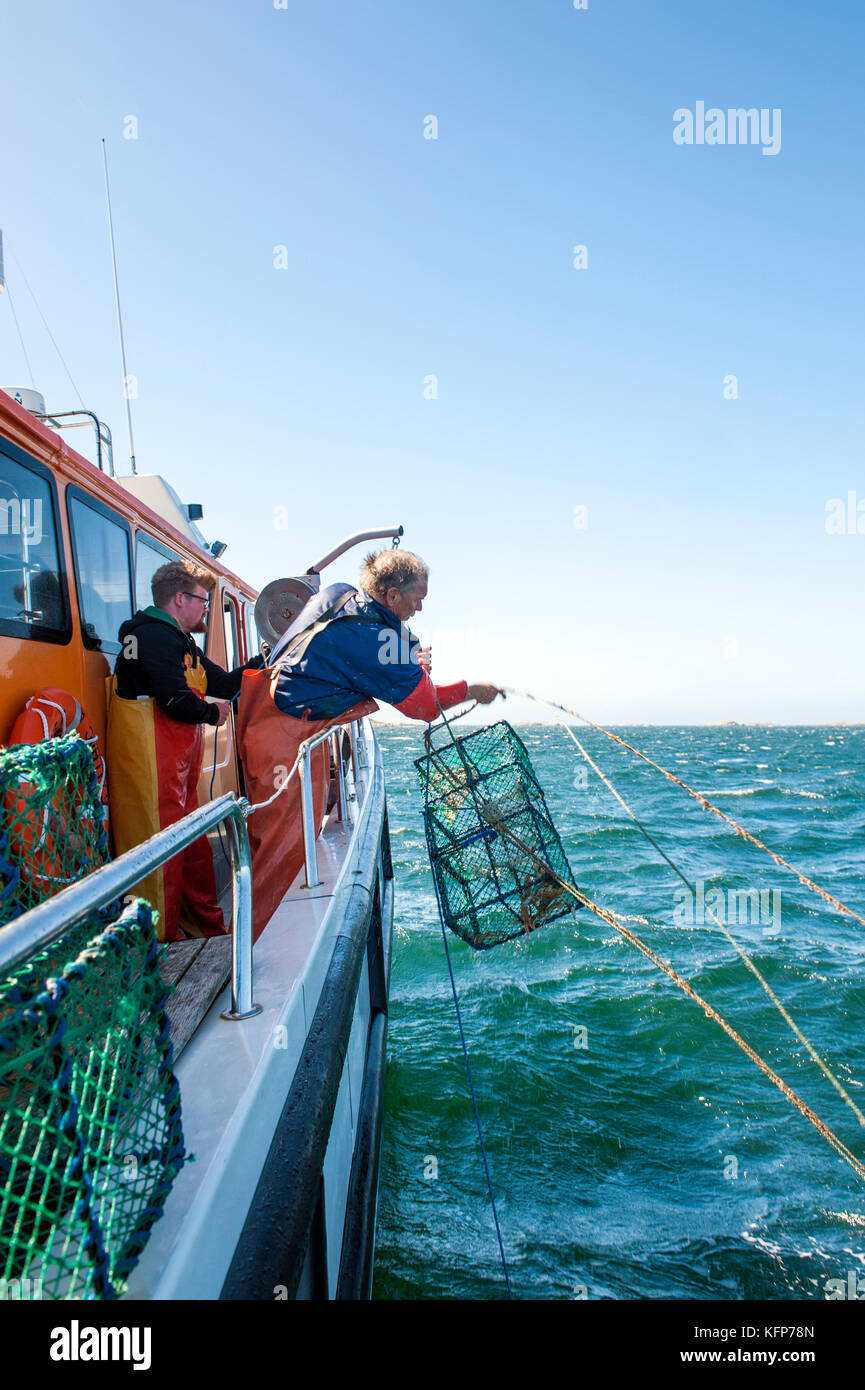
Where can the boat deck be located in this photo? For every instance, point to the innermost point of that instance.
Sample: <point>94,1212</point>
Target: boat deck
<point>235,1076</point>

::::::

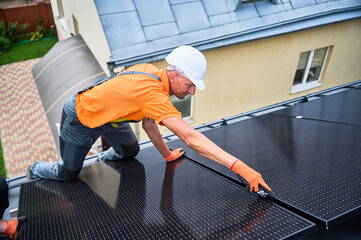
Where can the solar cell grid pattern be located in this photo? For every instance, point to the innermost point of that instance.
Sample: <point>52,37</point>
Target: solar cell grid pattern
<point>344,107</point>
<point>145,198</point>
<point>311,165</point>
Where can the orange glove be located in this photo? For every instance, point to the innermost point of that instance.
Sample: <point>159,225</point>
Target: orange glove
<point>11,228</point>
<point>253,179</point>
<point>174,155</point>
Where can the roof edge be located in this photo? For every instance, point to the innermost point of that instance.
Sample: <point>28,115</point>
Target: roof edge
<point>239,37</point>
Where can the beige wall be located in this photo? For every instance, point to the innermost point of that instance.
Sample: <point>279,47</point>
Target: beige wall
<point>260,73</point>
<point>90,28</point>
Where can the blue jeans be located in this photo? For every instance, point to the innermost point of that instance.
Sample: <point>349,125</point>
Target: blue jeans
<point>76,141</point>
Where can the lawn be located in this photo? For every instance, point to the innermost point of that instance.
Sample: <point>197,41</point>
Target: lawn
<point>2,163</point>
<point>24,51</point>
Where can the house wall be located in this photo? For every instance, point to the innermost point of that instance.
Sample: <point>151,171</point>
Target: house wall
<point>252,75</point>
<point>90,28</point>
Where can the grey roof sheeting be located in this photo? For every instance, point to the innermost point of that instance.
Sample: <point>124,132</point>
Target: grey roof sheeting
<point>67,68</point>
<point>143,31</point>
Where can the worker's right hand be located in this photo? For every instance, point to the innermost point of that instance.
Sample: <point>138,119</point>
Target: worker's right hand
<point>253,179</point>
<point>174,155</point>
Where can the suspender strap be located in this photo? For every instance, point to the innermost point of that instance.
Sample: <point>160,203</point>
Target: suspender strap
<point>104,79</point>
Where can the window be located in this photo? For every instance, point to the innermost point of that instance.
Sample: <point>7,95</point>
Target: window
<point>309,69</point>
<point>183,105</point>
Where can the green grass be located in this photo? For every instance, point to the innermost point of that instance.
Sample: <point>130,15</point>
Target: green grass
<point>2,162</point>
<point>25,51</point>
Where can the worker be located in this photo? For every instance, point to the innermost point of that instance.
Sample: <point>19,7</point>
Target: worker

::::::

## Task to complete
Retype the rows verbatim, beginning with the line that contains "Where can the boat" and continuing through the line that contains "<point>235,1076</point>", with both of those lines included.

## Full response
Where can the boat deck be located in this photo? For every instance, point to the innermost point of that instance.
Sample: <point>94,1212</point>
Target: boat deck
<point>235,1076</point>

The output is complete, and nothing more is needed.